## [Page excerpt]
What is that? And where is that? You can almost make it out in the pond’s reflection. The building behind the art is the local art museum. It is now 10 years old. It is a fine museum. It has this weird, rusted, house.

art

And the house seems to have thrusters attached. Which explains the satellite dish on the side.

art

But not the spare tire or the cinder block on the front porch of the rusted house space ship.

art

Or the chicken wire and large (for scale) water valve:

art

The medium is, in part, called Found Objects. Which means the artist, professor Robbie Barber had this stuff in his or his neighbors’ yard or an abandoned lot, repurposed it, or recycled, or re-used it to earn an honorable mention in this juried art contest. And we’ll get to see it for a year.

About the art, called Dreams of Flying:

Influenced by science fiction, toy design, both folk and outsider art, and found objects in general, Barber fuses these influences to create hybrid objects of fantasy, the results of which are often humorous, ironic or visually poetic in nature. Dreams of Flying depicts a shotgun shack that is transformed into a spacecraft of dubious reliability. While reminding us of the inherent dangers of space travel, this sculpture also depicts the ultimate escapist dream of flying.

## [Direction A]
In the post about the rusted-house sculpture, what does Dreams of Flying turn a shotgun shack into?
## [Direction B]
Pick up the post about the rusted-house sculpture after its final sentence and keep writing it.

## [Source material]

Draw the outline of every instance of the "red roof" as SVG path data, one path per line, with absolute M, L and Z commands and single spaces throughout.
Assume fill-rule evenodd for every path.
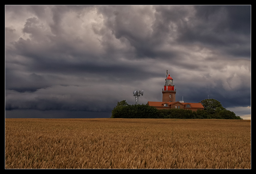
M 167 103 L 168 105 L 172 105 L 177 103 L 179 103 L 184 105 L 189 104 L 190 105 L 190 107 L 197 108 L 204 108 L 204 106 L 202 103 L 180 103 L 179 102 L 148 102 L 147 104 L 150 106 L 163 106 L 163 104 Z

## [Final answer A]
A spacecraft of dubious reliability.

## [Final answer B]
What did you get out of it? I perceived the inherent dangers of going into space in a poorly conceived home. (This was Prince Lonestar’s other spaceship, I guess.) I liked the curved display stand best of all.

Earlier this week Lileks said:

I was going to say something broad and silly like “every type of modern art has failed, except architecture,” but that sounds simplistic. Except it’s true. Atonal music? No one cares. Abstract painting? It had its vogue, reduced everything down to a canvas consisting of one color (Red #3 – a title of a Great Work, or an FDA additive designation?) Modern literature flirted with styles that required no particular aptitude – automatic writing, cutting up bits of newsprint and rearranging them – but words require structure, or it’s phoneme salad. Modern sculpture masked its irrelevance by substituting size for detail, so you’d be overwhelmed into thinking this enormous hunk of metal that looked like the Hulk broke out of a boxcar had significance, but eventually it turned into “installations” and “assemblages” that relied on the artist’s ability to recombine instead of create.

And you nod in understanding, even if you don’t agree. But most of us do. And the rest of us are just too good to acknowledge it, maybe, or smarter than others. You may not know what art is, but you know that an assemblage of pipes, siding and shingles and rust. You know that stuff when you see it. And now you know it can remind you of the perils of interstellar travel

Other works are on display outside the museum. I’m going to show them off on Sunday.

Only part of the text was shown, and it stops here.